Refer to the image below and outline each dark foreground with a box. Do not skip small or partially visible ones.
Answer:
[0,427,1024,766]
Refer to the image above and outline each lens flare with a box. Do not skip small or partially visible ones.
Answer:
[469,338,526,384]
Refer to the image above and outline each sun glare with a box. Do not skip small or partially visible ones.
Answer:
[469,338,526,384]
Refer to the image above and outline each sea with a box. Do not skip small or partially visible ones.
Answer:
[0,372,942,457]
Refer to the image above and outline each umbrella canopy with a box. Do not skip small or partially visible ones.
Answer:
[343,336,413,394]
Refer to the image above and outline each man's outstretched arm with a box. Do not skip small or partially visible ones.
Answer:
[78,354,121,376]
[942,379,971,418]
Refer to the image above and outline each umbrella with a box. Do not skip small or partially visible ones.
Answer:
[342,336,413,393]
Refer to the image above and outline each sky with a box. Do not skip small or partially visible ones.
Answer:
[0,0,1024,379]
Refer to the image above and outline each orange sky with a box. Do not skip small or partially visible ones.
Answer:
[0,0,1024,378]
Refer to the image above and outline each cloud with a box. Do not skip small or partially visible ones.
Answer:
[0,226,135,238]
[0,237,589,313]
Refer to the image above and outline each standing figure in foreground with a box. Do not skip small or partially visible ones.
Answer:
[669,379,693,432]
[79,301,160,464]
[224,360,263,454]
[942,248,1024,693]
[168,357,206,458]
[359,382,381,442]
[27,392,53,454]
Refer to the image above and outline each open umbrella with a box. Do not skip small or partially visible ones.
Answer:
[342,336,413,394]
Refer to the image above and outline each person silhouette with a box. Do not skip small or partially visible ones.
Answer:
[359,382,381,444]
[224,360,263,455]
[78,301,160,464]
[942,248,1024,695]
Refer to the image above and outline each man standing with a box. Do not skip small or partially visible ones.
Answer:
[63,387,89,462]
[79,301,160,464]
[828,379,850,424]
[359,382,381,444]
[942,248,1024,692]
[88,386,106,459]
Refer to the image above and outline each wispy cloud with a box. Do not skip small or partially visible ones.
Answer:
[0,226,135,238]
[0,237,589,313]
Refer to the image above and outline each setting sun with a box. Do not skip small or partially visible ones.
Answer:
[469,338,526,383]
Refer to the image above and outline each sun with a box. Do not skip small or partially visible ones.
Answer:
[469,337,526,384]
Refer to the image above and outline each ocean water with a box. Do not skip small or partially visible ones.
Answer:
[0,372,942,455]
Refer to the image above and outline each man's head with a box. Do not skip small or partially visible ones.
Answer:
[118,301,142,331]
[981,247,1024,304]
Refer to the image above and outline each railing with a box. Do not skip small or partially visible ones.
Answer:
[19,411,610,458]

■ ■ ■ ■ ■ ■ ■

> CHALLENGE
Can you give the entries from the line with "Refer to the image above and outline each open" to the line with "[942,248,1024,695]" again, replacing "person silhouette" with "human figure" and leaving everything else unchanged?

> THE REPLY
Refer to the image above and outline each open umbrella with a box. Do not skip small or partially visible ones.
Answer:
[342,336,413,394]
Refer to the image above and outline each human figure with a box. Do not skip small or partially visible ones.
Answer:
[359,382,381,444]
[224,360,263,455]
[78,301,160,464]
[942,248,1024,695]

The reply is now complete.